-------- Supplied information --------

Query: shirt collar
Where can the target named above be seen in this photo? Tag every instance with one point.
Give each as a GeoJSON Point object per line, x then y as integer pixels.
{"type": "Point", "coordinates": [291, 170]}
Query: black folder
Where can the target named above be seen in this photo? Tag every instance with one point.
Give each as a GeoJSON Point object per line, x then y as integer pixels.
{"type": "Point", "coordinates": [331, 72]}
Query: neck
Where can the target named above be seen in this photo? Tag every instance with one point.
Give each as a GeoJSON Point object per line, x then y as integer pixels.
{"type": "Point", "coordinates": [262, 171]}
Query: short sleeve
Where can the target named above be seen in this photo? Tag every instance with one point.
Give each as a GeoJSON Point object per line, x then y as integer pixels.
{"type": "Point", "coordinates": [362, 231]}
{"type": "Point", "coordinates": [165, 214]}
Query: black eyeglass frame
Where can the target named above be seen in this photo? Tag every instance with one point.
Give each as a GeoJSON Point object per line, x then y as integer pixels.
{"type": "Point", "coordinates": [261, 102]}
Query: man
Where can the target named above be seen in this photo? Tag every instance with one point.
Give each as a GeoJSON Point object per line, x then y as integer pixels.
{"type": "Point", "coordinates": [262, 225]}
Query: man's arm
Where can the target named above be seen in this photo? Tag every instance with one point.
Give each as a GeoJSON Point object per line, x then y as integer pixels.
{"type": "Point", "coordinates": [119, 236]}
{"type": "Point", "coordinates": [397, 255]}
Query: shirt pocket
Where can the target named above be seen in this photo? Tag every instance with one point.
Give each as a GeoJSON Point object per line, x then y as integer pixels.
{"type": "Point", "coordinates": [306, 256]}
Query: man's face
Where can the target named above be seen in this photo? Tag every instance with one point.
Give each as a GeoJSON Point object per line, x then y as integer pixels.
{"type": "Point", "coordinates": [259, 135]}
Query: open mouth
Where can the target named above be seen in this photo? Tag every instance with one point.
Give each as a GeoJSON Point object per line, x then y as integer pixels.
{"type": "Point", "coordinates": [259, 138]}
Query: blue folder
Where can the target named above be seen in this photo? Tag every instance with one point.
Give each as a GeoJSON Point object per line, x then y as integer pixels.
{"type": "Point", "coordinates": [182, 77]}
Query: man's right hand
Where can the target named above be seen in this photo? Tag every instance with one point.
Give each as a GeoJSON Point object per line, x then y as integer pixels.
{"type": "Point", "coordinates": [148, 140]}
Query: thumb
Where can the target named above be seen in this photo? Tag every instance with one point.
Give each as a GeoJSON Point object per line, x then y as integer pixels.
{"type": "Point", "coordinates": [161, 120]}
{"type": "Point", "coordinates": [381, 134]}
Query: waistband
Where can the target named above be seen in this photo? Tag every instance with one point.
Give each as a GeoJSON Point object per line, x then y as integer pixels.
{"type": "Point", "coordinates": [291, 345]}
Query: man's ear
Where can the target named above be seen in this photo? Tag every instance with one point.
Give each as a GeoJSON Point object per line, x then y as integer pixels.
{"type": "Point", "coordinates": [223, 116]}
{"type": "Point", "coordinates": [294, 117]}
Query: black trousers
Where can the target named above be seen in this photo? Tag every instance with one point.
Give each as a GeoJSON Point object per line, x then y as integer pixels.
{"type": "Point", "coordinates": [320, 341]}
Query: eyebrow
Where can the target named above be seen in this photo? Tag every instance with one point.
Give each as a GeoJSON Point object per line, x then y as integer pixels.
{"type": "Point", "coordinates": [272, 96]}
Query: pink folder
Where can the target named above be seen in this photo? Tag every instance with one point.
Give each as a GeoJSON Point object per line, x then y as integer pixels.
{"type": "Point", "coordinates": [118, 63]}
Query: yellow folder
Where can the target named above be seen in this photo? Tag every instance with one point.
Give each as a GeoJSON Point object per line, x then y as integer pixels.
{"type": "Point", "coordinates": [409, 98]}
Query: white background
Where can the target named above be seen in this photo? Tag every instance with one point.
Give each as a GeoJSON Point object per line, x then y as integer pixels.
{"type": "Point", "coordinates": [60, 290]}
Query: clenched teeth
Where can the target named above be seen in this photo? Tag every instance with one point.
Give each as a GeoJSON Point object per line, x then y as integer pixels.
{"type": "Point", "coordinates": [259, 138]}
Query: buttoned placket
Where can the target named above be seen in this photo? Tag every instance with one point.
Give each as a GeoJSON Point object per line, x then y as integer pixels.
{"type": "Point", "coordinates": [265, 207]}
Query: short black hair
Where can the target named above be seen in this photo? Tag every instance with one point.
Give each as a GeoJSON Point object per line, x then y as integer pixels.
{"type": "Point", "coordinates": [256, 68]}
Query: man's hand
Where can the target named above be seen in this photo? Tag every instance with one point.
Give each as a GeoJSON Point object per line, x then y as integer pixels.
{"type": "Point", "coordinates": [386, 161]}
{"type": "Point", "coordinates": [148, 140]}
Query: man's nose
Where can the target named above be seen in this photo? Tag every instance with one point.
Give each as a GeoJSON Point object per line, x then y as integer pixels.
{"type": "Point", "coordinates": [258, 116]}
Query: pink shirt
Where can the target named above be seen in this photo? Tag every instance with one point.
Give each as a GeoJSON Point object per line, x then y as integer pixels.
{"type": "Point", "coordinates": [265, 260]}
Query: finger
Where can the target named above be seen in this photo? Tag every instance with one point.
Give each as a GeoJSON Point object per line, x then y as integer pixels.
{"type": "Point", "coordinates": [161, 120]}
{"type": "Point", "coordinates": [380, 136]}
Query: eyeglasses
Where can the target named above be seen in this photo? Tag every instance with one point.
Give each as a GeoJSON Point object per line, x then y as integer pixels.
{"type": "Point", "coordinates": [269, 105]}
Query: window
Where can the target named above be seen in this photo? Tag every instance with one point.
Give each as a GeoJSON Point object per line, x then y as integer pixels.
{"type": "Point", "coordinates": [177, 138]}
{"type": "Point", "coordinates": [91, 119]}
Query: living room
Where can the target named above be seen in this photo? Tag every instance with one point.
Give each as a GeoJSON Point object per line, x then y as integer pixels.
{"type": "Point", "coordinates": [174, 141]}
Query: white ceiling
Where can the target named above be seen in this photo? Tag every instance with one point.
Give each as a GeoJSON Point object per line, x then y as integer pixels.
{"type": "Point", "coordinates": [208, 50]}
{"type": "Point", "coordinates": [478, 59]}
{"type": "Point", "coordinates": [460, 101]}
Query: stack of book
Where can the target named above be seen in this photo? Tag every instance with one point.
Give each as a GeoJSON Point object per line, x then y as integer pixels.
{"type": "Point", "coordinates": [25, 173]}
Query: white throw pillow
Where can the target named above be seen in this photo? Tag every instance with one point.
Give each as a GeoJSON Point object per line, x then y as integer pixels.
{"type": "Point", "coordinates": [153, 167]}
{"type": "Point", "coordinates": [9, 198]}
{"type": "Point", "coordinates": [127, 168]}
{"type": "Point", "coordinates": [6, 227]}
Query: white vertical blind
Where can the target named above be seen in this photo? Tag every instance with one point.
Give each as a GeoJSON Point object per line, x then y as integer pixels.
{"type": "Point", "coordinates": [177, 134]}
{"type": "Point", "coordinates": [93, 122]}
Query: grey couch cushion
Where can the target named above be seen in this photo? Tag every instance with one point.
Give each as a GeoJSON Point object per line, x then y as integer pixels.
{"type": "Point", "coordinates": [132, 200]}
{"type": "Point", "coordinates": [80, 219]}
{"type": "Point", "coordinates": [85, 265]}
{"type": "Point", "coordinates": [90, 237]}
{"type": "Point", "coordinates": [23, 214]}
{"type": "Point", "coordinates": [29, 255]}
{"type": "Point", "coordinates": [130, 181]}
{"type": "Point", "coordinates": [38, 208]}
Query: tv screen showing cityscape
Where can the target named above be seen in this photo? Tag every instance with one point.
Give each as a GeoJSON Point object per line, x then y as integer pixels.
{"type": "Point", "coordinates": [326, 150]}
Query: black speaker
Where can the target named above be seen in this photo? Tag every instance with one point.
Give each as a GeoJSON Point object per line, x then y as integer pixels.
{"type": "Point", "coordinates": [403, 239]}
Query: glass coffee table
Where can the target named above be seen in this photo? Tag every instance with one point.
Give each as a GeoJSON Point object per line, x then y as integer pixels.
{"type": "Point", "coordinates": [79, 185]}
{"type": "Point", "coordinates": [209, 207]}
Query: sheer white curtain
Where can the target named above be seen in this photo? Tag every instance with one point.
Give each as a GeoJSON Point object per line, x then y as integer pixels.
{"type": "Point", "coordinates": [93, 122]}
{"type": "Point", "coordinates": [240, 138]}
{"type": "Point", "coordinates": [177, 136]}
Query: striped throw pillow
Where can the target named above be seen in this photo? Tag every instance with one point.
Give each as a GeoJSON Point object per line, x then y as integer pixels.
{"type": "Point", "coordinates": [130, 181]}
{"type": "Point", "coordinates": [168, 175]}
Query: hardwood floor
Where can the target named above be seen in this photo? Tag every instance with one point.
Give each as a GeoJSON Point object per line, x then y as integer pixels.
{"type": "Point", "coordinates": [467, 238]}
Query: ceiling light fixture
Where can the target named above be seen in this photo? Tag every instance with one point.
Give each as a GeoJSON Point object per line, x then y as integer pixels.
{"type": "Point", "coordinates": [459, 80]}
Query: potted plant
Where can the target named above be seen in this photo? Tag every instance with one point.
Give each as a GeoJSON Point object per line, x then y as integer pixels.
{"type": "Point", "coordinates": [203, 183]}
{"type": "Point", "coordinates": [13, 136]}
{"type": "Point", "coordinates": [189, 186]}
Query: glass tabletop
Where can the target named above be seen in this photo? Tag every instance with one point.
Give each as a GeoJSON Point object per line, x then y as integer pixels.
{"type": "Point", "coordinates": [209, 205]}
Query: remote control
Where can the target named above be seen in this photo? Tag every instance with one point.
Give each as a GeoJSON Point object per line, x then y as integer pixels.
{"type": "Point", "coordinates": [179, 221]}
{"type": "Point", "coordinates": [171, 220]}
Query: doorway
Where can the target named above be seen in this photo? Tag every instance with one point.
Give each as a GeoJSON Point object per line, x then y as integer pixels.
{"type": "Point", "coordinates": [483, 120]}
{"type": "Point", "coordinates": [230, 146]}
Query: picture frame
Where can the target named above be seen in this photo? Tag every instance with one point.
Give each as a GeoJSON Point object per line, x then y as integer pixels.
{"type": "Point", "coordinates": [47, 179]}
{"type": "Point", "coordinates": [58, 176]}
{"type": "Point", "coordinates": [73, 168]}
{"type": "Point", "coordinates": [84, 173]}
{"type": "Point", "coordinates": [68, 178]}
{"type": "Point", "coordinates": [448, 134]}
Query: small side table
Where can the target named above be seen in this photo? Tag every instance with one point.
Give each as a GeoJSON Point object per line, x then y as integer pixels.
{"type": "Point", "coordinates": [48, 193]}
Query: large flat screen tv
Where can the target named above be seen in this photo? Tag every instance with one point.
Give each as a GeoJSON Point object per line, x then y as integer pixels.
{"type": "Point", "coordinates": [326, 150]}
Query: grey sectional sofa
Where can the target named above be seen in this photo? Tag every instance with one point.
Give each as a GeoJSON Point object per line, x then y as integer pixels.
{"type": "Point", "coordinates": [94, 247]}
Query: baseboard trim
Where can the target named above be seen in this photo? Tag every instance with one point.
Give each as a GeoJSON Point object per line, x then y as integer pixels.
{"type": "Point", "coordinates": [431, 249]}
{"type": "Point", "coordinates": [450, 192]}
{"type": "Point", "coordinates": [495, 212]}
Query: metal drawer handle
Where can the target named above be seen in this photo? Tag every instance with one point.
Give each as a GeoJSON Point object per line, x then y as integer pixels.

--------

▸ **Exercise details**
Turn the lines above, starting with the one containing "Query: metal drawer handle" and running through the last line, into a Markdown table with the columns Row and Line. Leave out any blank lines.

▸ **Answer for the task**
| Row | Line |
|---|---|
| 1 | Query: metal drawer handle |
| 2 | Where can the target named above be seen in this photo? Tag every instance with one point. |
| 3 | Give each as a GeoJSON Point object per line, x then y as integer pixels. |